▸ Texte fourni
※ ※ ※
C’est un polytechnicien resté dans la postérité comme le père militaire de la bombe atomique française. Mais lors de son passage au commandement des armes spéciales, c’est lui qui va faire la promotion de l’emploi des armes chimiques en Algérie. Il a écrit un livre en 1948 dans lequel il décrit l’utilisation de la science dans la guerre comme étant un élément de supériorité dans la conduite des opérations. Il a une conviction profonde dans les vertus de la science comme arme comme pour remporter la victoire sur le terrain».
Les documents exhumés par Lafaye révèlent également la nature précise des substances employées. Y figurent essentiellement un cocktail mortel combinant trois éléments à savoir le CN2D, un mélange de gaz CN (dérivé du cyanure) et de gaz DM (un composé de l’arsenic) ainsi que le kieselguhr, une terre siliceuse ultra-fine qui amplifie l’effet des gaz.
Ce mélange, utilisé en grande quantité, déclenchait une réaction chimique foudroyante. Ces substances n’étaient pas inconnues : elles étaient déjà utilisées pour le «maintien de l’ordre» dans les manifestations. Il est à s’interroger comment un Etat signataire du protocole de Genève de 1925, interdisant ces armes, a-t-il pu les employer aussi massivement ? «Il y avait un angle mort,
C’était la police coloniale, explique ainsi l’historien. Et la France n’a pas été qu’une seule à exploiter cet angle mort parce que les armes chimiques ont été aussi utilisées par les Anglais en Malaisie, par exemple. La France a joué sur deux biais : le premier, c’était d’évoquer une opération de police coloniale qui n’était pas une guerre conventionnelle ; le deuxième reposait sur le fait que les agents chimiques employés étaient déjà utilisés pour le maintien de l’ordre». Amel Blidi
«J’essaie de faire une histoire équilibrée»
※ ※ ※
▸ Données enregistrées
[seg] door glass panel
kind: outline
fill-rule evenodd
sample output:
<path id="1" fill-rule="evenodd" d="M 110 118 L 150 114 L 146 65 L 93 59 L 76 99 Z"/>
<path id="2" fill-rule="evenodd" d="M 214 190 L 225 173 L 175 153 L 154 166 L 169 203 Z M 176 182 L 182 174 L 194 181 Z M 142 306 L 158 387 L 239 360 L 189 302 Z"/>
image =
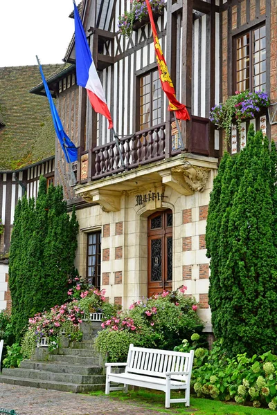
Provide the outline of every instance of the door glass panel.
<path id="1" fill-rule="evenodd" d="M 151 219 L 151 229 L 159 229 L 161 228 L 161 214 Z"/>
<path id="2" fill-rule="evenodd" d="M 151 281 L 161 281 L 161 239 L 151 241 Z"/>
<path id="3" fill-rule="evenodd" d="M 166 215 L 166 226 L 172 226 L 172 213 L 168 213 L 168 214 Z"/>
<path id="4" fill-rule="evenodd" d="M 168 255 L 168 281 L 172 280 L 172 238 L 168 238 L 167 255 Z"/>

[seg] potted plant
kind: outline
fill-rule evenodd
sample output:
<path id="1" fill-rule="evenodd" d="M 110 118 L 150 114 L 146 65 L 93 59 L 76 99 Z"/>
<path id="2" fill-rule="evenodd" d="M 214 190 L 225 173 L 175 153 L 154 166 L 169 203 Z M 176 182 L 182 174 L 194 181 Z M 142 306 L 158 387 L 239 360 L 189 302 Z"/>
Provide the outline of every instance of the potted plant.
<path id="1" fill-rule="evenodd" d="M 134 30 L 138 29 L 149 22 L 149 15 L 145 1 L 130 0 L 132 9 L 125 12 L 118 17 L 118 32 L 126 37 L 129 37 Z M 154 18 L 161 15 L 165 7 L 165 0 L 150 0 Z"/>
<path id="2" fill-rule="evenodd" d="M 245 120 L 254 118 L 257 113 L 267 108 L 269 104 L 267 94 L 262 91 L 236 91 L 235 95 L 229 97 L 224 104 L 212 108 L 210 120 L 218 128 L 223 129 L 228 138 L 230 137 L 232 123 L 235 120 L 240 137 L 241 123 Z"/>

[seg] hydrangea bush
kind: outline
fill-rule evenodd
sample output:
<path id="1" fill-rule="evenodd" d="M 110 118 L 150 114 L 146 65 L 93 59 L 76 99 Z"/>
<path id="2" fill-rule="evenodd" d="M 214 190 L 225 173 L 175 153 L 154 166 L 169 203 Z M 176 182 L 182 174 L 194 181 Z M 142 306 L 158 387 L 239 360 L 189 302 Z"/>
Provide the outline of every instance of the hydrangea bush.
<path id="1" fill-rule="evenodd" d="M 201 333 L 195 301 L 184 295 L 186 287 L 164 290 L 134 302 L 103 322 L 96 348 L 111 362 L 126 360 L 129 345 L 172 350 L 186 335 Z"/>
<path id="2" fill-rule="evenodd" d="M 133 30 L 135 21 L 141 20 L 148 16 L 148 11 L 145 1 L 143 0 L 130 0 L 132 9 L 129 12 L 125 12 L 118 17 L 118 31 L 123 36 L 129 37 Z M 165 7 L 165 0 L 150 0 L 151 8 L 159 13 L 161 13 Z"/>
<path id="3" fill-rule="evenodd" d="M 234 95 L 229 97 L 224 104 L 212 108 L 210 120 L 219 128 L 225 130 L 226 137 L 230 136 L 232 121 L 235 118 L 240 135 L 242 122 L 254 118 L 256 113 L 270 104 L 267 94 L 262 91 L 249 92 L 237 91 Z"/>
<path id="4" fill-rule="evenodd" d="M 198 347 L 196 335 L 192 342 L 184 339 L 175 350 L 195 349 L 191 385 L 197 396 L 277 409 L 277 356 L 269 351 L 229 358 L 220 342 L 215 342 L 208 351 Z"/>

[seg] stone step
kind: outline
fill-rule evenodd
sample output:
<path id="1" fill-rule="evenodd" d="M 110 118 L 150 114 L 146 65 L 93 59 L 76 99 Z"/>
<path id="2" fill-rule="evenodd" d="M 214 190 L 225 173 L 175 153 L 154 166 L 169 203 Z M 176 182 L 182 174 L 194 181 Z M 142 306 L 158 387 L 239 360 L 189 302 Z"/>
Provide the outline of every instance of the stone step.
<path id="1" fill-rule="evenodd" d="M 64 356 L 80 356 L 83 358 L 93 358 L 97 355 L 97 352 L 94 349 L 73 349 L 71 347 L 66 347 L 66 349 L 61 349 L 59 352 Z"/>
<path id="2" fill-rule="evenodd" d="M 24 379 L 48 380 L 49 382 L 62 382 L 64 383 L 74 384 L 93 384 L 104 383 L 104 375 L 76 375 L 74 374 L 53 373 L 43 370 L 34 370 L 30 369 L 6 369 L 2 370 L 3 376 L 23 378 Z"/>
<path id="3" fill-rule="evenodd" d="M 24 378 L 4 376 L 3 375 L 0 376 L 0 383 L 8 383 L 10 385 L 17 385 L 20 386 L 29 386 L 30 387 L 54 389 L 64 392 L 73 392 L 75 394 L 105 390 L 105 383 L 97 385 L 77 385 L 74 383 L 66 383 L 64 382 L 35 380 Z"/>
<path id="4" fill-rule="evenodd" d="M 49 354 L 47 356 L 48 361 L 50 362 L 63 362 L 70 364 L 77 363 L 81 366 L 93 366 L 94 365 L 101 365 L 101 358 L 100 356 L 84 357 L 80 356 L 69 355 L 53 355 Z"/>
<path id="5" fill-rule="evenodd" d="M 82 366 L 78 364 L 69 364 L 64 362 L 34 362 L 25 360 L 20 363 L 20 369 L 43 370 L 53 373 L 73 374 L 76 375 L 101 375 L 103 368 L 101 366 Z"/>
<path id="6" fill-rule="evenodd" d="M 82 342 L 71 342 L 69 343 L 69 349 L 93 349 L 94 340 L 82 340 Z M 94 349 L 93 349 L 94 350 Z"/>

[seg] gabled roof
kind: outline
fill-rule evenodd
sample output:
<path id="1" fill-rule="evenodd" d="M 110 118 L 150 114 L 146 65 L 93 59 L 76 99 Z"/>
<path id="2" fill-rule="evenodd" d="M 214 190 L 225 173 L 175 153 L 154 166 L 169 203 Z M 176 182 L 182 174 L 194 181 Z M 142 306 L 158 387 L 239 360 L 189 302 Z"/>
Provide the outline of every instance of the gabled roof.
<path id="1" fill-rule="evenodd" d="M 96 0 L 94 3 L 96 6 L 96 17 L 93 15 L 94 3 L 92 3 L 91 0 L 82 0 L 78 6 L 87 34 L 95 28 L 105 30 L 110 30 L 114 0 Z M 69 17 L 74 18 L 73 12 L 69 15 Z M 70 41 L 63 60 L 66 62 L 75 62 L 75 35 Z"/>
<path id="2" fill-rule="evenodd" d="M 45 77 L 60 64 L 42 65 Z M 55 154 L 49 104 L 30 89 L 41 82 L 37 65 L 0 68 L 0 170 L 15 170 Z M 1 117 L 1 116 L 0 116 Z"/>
※ ※ ※
▸ Travail demandé
a: Dans le texte sur les armes chimiques en Algérie, quelle substance est présentée comme une terre siliceuse ultra-fine qui amplifie l'effet des gaz ?
b: Poursuivez le texte sur l'emploi des armes chimiques en Algérie à partir de sa dernière phrase.

▸ Réponses
a: Le kieselguhr.

b:
Pour donner un écho plus large à ses découvertes,Christophe Lafaye a collaboré avec la réalisatrice Claire Billet sur un documentaire événement : Algérie, sections armes secrètes.Christophe Lafaye commente : «Ce qui m’intéresse dans le documentaire c’est de faire connaître au grand public cette guerre dans une optique très pédagogique. En donnant à la fois la parole aux anciens combattants français et aux Algériens, j’essaie de faire une histoire équilibrée». Et l’historien d’insister : «Pour sortir des discours d’États qui sont insupportables, je tiens à dire que, lorsqu’on rencontre la société civile en Algérie, on s’aperçoit que les gens n’en veulent pas à la France. Pour eux, c’était la guerre, c’était comme ça. Ils ne demandent pas de la repentance, ils ne demandent pas des excuses, ils ne demandent pas d’argent. Ils attendent que la France admette ce qu’elle a fait en Algérie, la nature de la guerre qui y a été menée pour pouvoir mieux tourner la page». A. B.

Le documentaire Algérie, sections armes spéciales déprogrammé par France Télévisions
Le documentaire Algérie, sections armes spéciales, qui devait être diffusé le 16 mars à 23h sur France 5, a été déprogrammé sans explication par France Télévisions. Aucune nouvelle date de diffusion n’a été annoncée pour l’instant. Ce film, réalisé par la journaliste Claire Billet en collaboration avec l’historien Christophe Lafaye, enquête sur un sujet sensible : l’usage d’armes chimiques par l’armée française pendant la guerre de Libération nationale. Ces armes interdites ont été utilisées pour traquer et éliminer les moudjahidine du FLN, notamment ceux réfugiés dans des grottes. Si le documentaire a été diffusé le 9 mars sur la télévision suisse, son retrait soudain en France soulève des questions et pourrait alimenter le débat sur la persistance du silence, de l’autre côté de la Méditerranée, autour de certains aspects de la guerre de Libération nationale.A. B.